■ PROMPT
Format the data below, from the line with "umbrella canopy in" up to and including the line with "pixel 87 52", as a Markdown table with the columns Row and Line. Number each line and leave out blank ones.

──────

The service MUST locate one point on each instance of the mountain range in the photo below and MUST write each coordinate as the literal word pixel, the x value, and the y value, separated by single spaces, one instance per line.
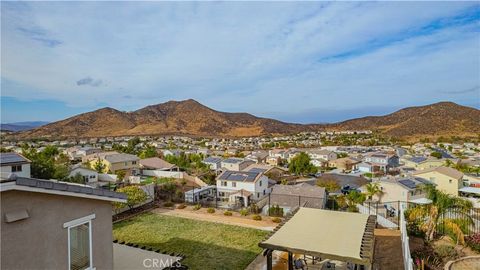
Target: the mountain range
pixel 189 117
pixel 21 126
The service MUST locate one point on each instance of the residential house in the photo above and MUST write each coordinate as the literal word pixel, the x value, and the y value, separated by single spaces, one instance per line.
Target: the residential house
pixel 257 156
pixel 155 163
pixel 115 162
pixel 215 163
pixel 379 161
pixel 55 225
pixel 242 187
pixel 322 154
pixel 423 163
pixel 14 163
pixel 400 189
pixel 90 176
pixel 291 197
pixel 173 152
pixel 235 164
pixel 273 161
pixel 344 164
pixel 445 179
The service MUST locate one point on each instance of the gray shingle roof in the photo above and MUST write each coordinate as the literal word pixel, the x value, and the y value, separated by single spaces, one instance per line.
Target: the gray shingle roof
pixel 239 176
pixel 66 187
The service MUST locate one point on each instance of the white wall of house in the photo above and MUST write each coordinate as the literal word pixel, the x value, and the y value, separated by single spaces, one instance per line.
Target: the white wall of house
pixel 258 189
pixel 159 173
pixel 88 175
pixel 22 170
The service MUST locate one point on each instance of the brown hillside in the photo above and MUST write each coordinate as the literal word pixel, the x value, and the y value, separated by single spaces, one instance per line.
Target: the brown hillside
pixel 192 118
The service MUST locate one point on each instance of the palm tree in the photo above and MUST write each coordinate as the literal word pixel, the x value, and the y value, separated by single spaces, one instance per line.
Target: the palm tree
pixel 373 189
pixel 431 216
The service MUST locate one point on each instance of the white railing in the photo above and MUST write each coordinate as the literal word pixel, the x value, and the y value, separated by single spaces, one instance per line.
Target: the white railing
pixel 380 219
pixel 407 258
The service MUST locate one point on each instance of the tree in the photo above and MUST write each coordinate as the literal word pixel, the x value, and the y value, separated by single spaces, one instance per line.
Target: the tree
pixel 120 175
pixel 353 198
pixel 373 189
pixel 148 152
pixel 330 185
pixel 99 166
pixel 429 217
pixel 135 195
pixel 300 165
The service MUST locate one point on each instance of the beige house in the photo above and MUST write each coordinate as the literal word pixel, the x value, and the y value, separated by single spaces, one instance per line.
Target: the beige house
pixel 423 163
pixel 446 179
pixel 114 162
pixel 14 163
pixel 403 189
pixel 345 164
pixel 52 225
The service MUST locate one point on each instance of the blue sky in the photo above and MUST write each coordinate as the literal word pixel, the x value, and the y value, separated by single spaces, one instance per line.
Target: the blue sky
pixel 293 61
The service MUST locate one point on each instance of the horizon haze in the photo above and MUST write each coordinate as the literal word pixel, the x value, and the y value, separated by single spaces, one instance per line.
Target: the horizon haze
pixel 296 62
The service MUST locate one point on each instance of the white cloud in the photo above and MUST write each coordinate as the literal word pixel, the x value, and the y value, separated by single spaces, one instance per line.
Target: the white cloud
pixel 264 56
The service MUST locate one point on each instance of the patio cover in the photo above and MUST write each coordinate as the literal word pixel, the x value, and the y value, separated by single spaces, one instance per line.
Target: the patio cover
pixel 327 234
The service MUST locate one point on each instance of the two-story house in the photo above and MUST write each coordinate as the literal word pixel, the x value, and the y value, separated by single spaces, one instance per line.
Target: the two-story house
pixel 400 189
pixel 90 176
pixel 235 164
pixel 114 162
pixel 215 163
pixel 14 163
pixel 445 179
pixel 378 161
pixel 55 225
pixel 242 187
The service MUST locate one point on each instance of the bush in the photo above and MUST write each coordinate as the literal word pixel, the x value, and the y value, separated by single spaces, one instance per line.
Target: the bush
pixel 447 252
pixel 244 212
pixel 254 209
pixel 257 217
pixel 473 241
pixel 168 204
pixel 275 211
pixel 276 219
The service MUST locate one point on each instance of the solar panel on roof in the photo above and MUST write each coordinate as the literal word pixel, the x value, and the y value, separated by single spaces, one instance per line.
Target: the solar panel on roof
pixel 257 170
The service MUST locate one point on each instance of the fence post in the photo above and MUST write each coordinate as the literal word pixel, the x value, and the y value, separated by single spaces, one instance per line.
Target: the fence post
pixel 398 213
pixel 269 194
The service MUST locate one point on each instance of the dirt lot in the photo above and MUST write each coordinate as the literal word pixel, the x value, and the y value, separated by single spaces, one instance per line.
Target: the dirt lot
pixel 236 219
pixel 388 249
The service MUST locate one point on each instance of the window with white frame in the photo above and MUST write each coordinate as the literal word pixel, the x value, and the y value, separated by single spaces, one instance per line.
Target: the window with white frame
pixel 80 243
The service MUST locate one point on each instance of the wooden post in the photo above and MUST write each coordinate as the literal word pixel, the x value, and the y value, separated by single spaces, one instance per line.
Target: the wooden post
pixel 290 261
pixel 269 259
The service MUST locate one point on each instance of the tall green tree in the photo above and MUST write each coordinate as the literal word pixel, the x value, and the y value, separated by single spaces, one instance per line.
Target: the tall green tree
pixel 429 217
pixel 300 165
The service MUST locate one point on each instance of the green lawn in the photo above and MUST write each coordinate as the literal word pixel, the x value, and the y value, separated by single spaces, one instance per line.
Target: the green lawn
pixel 206 245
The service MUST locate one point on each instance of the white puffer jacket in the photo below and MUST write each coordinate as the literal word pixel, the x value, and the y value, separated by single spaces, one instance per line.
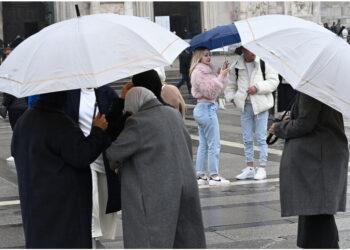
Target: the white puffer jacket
pixel 263 99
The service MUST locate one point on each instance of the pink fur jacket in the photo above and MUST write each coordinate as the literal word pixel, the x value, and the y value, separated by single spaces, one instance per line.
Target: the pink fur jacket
pixel 206 84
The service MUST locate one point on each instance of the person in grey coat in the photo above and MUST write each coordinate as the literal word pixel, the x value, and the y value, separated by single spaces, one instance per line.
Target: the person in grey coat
pixel 159 192
pixel 313 170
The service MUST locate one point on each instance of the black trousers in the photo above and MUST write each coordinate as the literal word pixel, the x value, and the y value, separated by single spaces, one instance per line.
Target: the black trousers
pixel 317 231
pixel 14 115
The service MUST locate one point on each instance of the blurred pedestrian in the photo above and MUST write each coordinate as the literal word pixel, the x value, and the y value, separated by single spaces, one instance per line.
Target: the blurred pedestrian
pixel 313 170
pixel 185 64
pixel 53 158
pixel 160 201
pixel 250 89
pixel 187 34
pixel 171 94
pixel 206 88
pixel 338 27
pixel 333 28
pixel 82 106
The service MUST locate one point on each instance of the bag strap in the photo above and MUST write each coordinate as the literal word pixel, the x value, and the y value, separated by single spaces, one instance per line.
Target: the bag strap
pixel 269 137
pixel 262 67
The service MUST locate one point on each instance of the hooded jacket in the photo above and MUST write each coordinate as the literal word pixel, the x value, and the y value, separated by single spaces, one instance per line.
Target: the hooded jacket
pixel 237 87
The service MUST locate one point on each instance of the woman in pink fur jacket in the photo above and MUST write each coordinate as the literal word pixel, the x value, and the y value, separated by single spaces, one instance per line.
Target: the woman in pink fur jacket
pixel 206 87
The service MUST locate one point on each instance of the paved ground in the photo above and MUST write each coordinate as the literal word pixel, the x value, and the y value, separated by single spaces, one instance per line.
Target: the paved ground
pixel 245 214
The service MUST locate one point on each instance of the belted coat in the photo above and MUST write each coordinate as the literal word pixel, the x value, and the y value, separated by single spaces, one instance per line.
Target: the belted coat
pixel 314 164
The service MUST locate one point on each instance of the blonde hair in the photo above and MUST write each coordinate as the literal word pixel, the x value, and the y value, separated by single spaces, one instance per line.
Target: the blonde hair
pixel 196 58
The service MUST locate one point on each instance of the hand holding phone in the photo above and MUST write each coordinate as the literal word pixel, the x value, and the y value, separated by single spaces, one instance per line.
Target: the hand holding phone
pixel 225 65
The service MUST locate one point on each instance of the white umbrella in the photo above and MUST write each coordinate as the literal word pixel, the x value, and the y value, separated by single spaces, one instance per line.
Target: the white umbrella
pixel 311 58
pixel 87 51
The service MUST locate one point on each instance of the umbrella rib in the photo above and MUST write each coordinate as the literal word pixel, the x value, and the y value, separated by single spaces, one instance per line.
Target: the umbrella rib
pixel 96 73
pixel 291 69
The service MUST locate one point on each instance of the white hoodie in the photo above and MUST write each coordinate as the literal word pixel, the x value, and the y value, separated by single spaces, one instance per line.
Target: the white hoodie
pixel 237 89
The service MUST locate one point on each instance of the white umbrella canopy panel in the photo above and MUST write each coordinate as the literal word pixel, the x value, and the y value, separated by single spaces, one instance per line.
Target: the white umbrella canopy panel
pixel 87 51
pixel 311 58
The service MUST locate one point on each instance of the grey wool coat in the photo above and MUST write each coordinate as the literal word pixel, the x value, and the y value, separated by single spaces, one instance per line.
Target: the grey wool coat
pixel 160 200
pixel 314 164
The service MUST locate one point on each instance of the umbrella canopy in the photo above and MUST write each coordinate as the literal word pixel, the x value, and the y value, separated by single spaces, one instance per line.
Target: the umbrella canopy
pixel 311 58
pixel 216 38
pixel 87 52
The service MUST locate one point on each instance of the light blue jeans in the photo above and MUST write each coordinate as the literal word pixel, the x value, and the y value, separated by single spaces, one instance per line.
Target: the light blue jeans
pixel 209 138
pixel 254 124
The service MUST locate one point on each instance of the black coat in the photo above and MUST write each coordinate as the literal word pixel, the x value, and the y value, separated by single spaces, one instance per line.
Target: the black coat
pixel 53 158
pixel 314 164
pixel 105 96
pixel 185 62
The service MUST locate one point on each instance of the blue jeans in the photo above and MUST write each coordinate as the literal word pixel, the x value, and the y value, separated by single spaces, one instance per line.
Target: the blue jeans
pixel 254 124
pixel 209 138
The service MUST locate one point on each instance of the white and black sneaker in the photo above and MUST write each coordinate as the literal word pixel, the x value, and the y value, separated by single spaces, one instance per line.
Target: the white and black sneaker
pixel 202 180
pixel 218 180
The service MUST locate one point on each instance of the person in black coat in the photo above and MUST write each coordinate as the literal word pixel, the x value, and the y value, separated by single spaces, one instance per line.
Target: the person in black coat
pixel 52 158
pixel 79 106
pixel 185 63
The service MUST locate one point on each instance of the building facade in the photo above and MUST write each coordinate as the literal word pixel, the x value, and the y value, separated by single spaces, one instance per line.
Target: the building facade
pixel 26 18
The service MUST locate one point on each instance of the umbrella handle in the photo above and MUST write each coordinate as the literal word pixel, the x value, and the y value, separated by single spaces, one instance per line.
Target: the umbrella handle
pixel 269 141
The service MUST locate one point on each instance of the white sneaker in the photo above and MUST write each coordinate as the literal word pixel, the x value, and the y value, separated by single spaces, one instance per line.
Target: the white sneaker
pixel 10 159
pixel 202 180
pixel 260 174
pixel 247 173
pixel 218 180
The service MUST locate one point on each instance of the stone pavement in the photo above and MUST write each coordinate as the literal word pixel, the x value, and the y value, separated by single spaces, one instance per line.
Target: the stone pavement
pixel 245 214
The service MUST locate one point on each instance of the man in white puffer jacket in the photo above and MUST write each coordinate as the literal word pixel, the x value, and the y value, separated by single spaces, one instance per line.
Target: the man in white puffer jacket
pixel 252 95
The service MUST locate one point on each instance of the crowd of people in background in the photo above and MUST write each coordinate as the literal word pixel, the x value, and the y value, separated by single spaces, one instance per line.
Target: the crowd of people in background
pixel 133 153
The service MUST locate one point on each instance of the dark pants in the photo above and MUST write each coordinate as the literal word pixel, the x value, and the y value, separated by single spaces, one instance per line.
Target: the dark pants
pixel 14 114
pixel 185 78
pixel 317 231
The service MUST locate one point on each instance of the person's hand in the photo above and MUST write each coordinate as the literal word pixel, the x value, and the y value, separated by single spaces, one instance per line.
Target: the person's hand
pixel 252 90
pixel 272 129
pixel 224 72
pixel 125 89
pixel 100 121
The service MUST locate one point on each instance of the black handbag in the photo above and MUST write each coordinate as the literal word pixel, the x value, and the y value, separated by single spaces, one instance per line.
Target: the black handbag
pixel 269 139
pixel 3 111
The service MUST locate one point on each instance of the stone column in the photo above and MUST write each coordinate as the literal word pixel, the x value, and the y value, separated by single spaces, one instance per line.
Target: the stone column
pixel 1 23
pixel 144 9
pixel 64 11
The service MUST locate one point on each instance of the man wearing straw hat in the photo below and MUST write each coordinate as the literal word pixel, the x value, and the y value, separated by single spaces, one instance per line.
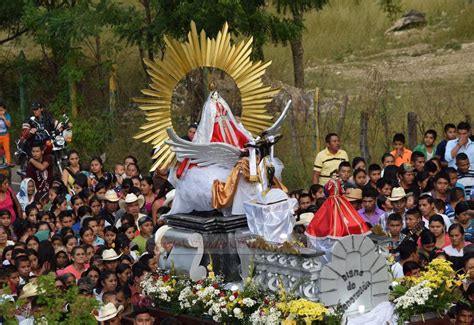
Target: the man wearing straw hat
pixel 109 314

──────

■ REPLY TO THE TASK
| Row | Line |
|---|---|
| 1 | The service MUST locate one point on each instance of the umbrella canopy in the photo above and MUST write each coordinate as the literal word pixel, the x value, and the y value, separated by single spaces, one instance per line. |
| 2 | Target: the umbrella canopy |
| 3 | pixel 311 58 |
| 4 | pixel 216 38 |
| 5 | pixel 87 52 |